__DATA FOR THE TASK__
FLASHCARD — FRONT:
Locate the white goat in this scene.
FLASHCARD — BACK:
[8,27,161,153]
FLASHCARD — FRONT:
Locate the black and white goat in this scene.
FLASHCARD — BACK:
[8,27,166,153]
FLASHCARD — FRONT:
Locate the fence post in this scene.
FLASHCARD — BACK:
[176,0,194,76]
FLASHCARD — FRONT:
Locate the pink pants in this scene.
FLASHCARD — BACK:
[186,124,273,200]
---
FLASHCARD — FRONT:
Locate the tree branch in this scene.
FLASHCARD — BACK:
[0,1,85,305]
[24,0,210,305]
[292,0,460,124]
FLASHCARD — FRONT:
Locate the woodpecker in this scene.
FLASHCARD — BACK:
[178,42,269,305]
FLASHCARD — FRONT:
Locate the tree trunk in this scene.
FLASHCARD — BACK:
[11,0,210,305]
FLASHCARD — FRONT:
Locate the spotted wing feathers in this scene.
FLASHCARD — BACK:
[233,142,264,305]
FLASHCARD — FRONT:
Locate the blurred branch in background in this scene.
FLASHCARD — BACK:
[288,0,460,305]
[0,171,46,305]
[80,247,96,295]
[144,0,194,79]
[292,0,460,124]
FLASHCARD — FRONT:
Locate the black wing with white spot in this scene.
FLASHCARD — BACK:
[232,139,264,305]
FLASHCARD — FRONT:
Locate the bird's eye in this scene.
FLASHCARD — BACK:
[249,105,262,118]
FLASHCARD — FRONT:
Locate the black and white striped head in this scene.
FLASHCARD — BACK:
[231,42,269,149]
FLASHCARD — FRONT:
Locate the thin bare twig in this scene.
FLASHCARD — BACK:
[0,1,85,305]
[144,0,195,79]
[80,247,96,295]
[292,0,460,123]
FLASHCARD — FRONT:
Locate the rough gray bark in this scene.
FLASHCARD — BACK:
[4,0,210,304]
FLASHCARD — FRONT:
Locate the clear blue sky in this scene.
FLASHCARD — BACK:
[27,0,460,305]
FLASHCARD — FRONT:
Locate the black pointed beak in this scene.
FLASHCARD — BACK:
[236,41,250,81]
==
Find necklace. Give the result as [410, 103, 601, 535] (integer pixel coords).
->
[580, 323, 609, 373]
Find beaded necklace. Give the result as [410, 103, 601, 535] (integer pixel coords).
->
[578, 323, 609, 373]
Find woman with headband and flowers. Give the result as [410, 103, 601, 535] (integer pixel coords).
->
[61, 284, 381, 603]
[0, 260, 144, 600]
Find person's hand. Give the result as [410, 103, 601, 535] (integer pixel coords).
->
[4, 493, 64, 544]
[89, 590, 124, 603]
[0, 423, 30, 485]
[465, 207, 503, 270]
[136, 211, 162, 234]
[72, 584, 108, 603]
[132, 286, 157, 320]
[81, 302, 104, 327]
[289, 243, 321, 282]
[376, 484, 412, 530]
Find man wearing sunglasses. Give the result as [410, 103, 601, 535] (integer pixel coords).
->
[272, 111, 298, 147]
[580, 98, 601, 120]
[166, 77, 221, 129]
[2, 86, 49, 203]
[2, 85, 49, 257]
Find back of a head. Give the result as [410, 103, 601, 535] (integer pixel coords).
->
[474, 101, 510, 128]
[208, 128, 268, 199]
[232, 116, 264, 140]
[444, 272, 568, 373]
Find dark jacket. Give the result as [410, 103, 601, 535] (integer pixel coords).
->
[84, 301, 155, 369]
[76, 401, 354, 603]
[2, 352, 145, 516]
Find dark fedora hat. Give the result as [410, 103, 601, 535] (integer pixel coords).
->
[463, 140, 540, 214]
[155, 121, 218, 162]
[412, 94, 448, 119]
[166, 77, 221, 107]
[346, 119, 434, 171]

__TASK BRIEF__
List every line of the data above that contains the word "goat", copying each line unchanged.

__RESPONSE BELOW__
Locate the white goat in this scene.
Locate the black and white goat in this scene.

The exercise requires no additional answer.